╭─ Material to process

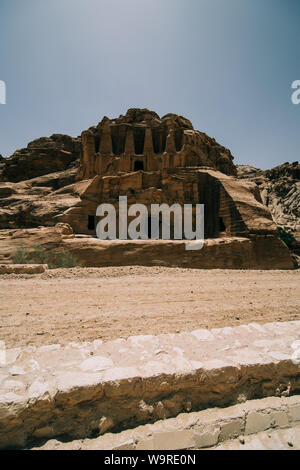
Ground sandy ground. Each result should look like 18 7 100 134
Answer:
0 267 300 347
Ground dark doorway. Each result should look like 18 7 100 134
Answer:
134 160 144 171
88 215 95 230
219 217 226 232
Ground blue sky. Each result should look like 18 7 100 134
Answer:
0 0 300 168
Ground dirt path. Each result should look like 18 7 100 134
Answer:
0 267 300 347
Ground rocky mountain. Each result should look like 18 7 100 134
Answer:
237 162 300 238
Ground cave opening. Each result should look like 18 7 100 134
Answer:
219 217 226 233
88 215 95 230
134 160 144 171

╰─

Given exercise:
Rewrite these lines as a numbered list, leaving out blank lines and the picture.

Exercise result:
1. Ground sandy ground. Each result should look like 18 7 100 134
2. Answer:
3. 0 267 300 347
4. Ground dark doorway. Each result should look like 18 7 100 134
5. Answer:
6. 134 160 144 171
7. 88 215 95 230
8. 219 217 226 232
9. Ground blue sky. Each result should look like 18 7 100 134
10. Answer:
11. 0 0 300 168
12. Ground dirt path. Each result should look like 18 7 100 134
13. Answer:
14. 0 267 300 347
15. Ground rocky mountain. Each result should look like 18 7 100 134
16. Answer:
17. 237 162 300 238
18. Ground cave opening. Each result should look like 18 7 100 134
19. Answer:
20. 219 217 226 233
21. 88 215 95 230
22. 134 160 144 171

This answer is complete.